* Exercise A: Reproduce the low cost ventilator text from "Low Cost Ventilator" up to and including "morbidity and mortality.".
* Exercise B:
For each statement below, say whether it agrees with the low cost ventilator text. Answer yes or no, and quote the deciding words from the text.
(i) The prototype can run for 3.5 hours on a single battery charge at its most demanding setting.
(ii) The cam is driven directly by a servo motor.
(iii) The prototype weighs 12 lb.
* Exercise C: According to the low cost ventilator text, what tidal volume range does the current prototype offer?

* Passage:
---
Entry Date:
August 25, 2011

Low Cost Ventilator

Principal Investigator Alexander Slocum


Respiratory disease, often culminating in respiratory failure, is a significant and rapidly growing problem in developing countries. Access to mechanical ventilation is critical for avoiding devastating vital organ injury, fetal hypoxemia and/or death, however mechanical ventilators are in short supply largely due to their high acquisition ($10,000-$30,000) and maintenance costs; significant training and personnel requirements related to the complexity of current hospital ventilators; and inequitable or geographically limited distribution of existing mechanical ventilators. Hospitals in developing countries often use refurbished, but still costly, ventilators ($2,000-15,000); borrow from each other; or forego mechanical ventilation entirely, resulting in substantial morbidity and mortality.

We have developed an early prototype adult ventilator. The current prototype is an Assist-Control ventilator with a variable tidal volume (200-750 cc), respiratory rate (5-30) with minute ventilation ranging from 1.5 to 21 liters per minute. The novel cam mechanism compresses a bag resuscitator, a widely available and inexpensive device (approximately $10-12). The crescent-shaped cam allows smooth, repeatable deformation to ensure constant air delivery. As it rotates, the cam makes rolling contact along the surface of the bag. The tidal volume delivered is an approximately linear function of the cam angle, integrating the flow delivered. The cam is molded with an integral partial gear, driven by a pinion (small gear) attached to a stepper motor. This device could be used for ventilation with an endotracheal tube and for non-invasive ventilation with a mask. The current early prototype operates in an assist-control (AC) mode, used for the vast majority of adult patients ventilated in critical care units. The operator selects the tidal volume appropriate to the patient, usually 6-8 mL/kg for adults and a minimum respiratory rate, providing a minimum assured minute ventilation (Ve). If the patient is breathing above the set rate, negative inspiratory pressure that exceeds 2 cm H20 vacuum triggers the ventilator to deliver the set tidal volume. The working prototype has low power requirements, running for 3.5 hours on one battery charge at its most demanding setting. It is portable, weighing 9 lb and measuring 11.25 x 6.7 x 8 inches. This prototype cost less than $400 to make, but in mass production the cost will likely be less than half this amount.
---
* Dataset excerpt:
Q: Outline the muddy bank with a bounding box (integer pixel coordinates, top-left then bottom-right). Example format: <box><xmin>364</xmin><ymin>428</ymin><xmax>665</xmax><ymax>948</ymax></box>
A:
---
* Response box A:
Low Cost Ventilator

Principal Investigator Alexander Slocum


Respiratory disease, often culminating in respiratory failure, is a significant and rapidly growing problem in developing countries. Access to mechanical ventilation is critical for avoiding devastating vital organ injury, fetal hypoxemia and/or death, however mechanical ventilators are in short supply largely due to their high acquisition ($10,000-$30,000) and maintenance costs; significant training and personnel requirements related to the complexity of current hospital ventilators; and inequitable or geographically limited distribution of existing mechanical ventilators. Hospitals in developing countries often use refurbished, but still costly, ventilators ($2,000-15,000); borrow from each other; or forego mechanical ventilation entirely, resulting in substantial morbidity and mortality.

* Response box B:
(i) Yes: "running for 3.5 hours on one battery charge at its most demanding setting"
(ii) No: "driven by a pinion (small gear) attached to a stepper motor"
(iii) No: "weighing 9 lb"

* Response box C: 200-750 cc.